> **What to do**:
Put the lines below into a numbered list. Begin at the line that contains "target | river water", stop after the line that contains "x=277, y=169", and omit any blank lines.

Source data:

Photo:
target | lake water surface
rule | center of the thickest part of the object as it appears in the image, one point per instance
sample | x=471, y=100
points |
---
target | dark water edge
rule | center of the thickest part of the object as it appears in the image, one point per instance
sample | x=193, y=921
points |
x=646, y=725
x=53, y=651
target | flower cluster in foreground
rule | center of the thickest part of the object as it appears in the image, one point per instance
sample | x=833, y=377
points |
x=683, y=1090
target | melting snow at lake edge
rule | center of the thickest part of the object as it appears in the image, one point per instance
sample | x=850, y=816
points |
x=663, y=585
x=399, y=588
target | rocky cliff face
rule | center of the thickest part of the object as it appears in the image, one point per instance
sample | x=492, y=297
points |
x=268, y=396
* * *
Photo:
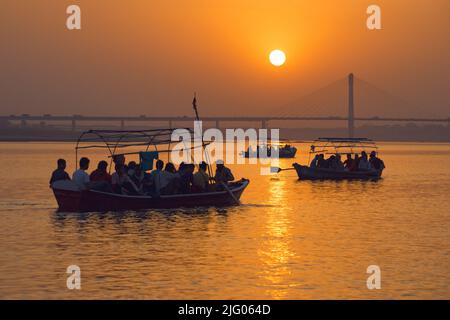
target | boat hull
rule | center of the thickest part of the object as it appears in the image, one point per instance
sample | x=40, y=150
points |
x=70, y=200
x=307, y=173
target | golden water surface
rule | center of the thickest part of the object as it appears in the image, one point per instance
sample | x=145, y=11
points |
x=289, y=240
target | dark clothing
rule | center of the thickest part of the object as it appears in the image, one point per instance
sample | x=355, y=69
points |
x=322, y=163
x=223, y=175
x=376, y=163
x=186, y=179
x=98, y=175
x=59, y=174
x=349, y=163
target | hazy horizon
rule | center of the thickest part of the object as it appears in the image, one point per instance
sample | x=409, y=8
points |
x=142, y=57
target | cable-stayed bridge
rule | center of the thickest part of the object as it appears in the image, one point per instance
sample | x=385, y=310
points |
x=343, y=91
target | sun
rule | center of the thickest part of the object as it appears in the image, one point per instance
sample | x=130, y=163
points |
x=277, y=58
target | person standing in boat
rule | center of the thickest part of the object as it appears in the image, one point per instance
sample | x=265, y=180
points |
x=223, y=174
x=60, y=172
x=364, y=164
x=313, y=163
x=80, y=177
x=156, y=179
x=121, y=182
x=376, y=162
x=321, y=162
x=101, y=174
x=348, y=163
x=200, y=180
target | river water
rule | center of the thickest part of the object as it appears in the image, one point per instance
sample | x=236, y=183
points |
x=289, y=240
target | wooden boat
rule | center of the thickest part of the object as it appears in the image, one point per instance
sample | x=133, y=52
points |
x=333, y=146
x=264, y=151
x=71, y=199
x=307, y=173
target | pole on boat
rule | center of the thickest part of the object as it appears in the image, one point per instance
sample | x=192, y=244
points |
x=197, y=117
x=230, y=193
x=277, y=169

> **Solution for this problem**:
1. target | river water
2. rule | center of the thickest part of the object as it appears in the image, one point per instance
3. sample | x=236, y=183
4. points |
5. x=289, y=240
6. target | wooden boat
7. rule | center of the thickest part of the object as it appears in the image, one point per instance
8. sample | x=133, y=52
9. points |
10. x=333, y=146
11. x=264, y=151
12. x=71, y=199
13. x=307, y=173
14. target | pole on boat
15. rule | center of the thickest part of the object as it appears in the image, one point per instance
16. sample | x=192, y=244
17. points |
18. x=197, y=117
19. x=230, y=193
20. x=277, y=169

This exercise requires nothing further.